> [DOCUMENT]
==============================
Writing a motorcycle memoir

Whether it was a mid-life crisis or a yearning for adventure is debatable, but whatever the reason, when Diana Bletter decided she needed to get away, she did it in style – with a roadtrip to Alaska and back

DIANA BLETTER stands next to the bikes  (photo credit: Courtesy: Diana Bletter)
DIANA BLETTER stands next to the bikes
(photo credit: Courtesy: Diana Bletter)

Seventy-eight times bigger than Israel and the only state in the US with 100,000 glaciers, three million lakes, 29 volcanoes and dog-mushing as the official sport, Alaska has always been an attractive adventure- vacation destination. The great majority of visitors get there by plane. A few arrive the hard way.

“As soon as I suggested this motorcycle trip to Jonny, a seasoned motorcyclist, he was packing his buck knife and his traveling toothbrush,” writes Diana Bletter in The Mom Who Took Off On Her Motorcycle: Life Lessons on the Road to Alaska. “Before I had a chance to come to my senses, before the kids were even out of the house, he had bought a blue BMW something-or-other for himself and, for me, a red BMW 650 GS. (Or was it a G 650 GS?)” Her book is an account of the demanding 51-day, 16,463-km. trip Bletter, then 52, took with husband Jonny Kuritsky, from New York to Alaska and back.
Her search for adventure was prompted by the typical life changes that surface with the approach of middle age.
Originally from New York, Bletter had raised six children and an “unofficially adopted” young Ethiopian woman, in a lovely home on a small moshav in the Western Galilee. In 2009, with her two youngest about to enter the army and an empty nest looming, Bletter felt she needed to reshape her life and wasn’t sure how.
==============================
> [STATED PROBLEM] Pick up the article about Diana Bletter's motorcycle memoir after its final sentence and keep writing it.

(Entries drawn from a collection)
==============================
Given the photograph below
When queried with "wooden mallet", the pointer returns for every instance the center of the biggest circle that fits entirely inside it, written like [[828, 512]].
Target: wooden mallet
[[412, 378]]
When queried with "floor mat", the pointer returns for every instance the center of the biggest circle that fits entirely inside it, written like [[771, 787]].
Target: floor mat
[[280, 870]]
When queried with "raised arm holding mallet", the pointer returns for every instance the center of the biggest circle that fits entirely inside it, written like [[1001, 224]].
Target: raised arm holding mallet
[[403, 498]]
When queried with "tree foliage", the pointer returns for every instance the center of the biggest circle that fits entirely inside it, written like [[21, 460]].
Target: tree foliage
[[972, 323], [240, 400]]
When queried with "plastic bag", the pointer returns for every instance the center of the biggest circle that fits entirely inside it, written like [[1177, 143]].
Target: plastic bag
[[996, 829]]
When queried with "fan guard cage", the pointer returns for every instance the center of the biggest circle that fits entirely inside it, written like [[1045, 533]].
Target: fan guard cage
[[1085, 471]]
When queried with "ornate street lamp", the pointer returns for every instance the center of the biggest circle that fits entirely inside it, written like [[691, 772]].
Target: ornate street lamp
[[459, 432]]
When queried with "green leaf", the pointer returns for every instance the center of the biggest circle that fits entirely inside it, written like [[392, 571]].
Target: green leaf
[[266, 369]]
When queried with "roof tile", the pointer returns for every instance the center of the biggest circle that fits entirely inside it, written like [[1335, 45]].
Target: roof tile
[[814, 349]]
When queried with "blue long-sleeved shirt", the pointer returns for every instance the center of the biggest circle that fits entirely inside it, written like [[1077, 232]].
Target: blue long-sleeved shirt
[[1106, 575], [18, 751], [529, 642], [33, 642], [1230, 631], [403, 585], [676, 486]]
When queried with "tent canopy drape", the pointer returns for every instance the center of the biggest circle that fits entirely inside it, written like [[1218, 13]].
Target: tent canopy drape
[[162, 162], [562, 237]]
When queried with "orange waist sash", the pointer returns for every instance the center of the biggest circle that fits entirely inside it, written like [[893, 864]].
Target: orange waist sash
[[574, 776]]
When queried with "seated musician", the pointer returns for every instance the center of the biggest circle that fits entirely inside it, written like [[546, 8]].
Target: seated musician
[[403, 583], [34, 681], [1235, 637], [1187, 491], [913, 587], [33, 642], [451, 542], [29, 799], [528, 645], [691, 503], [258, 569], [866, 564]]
==============================
> [RESPONSE TO THE EXERCISE]
Most people manage to find less arduous methods to get through similar periods. Bletter, it appears, loves a challenge.
Although she rode a “cute little Vespa Piaggio” scooter to get around locally, Bletter had never ridden a motorcycle where she had to change gears.
She came up with the idea for the trip after receiving a “sign” – something that seemed overly coincidental – in a parking lot in Westhampton, New York.
In a different New York parking lot, Bletter took just six lessons on her brand-new 650-whatever, convinced the whole time she was going to crash into the lone lamppost standing in the middle of all that empty space.
“Jonny is an experienced motorcyclist. Before this trip I’d sit behind him and be totally oblivious of what it took to drive one. It never interested me at all,” Bletter says. “My first time on the street, the teacher led me around the block on a long leash. It was the scariest thing.”
They had to be selective about what they would take. “Jonny is organized, and he loves gear and packing. He limited me to four shirts and a down vest. He made me leave my fleece sweatshirt behind,” Bletter says, laughing. Even so, when she was seated her bike weighed over 600 lbs.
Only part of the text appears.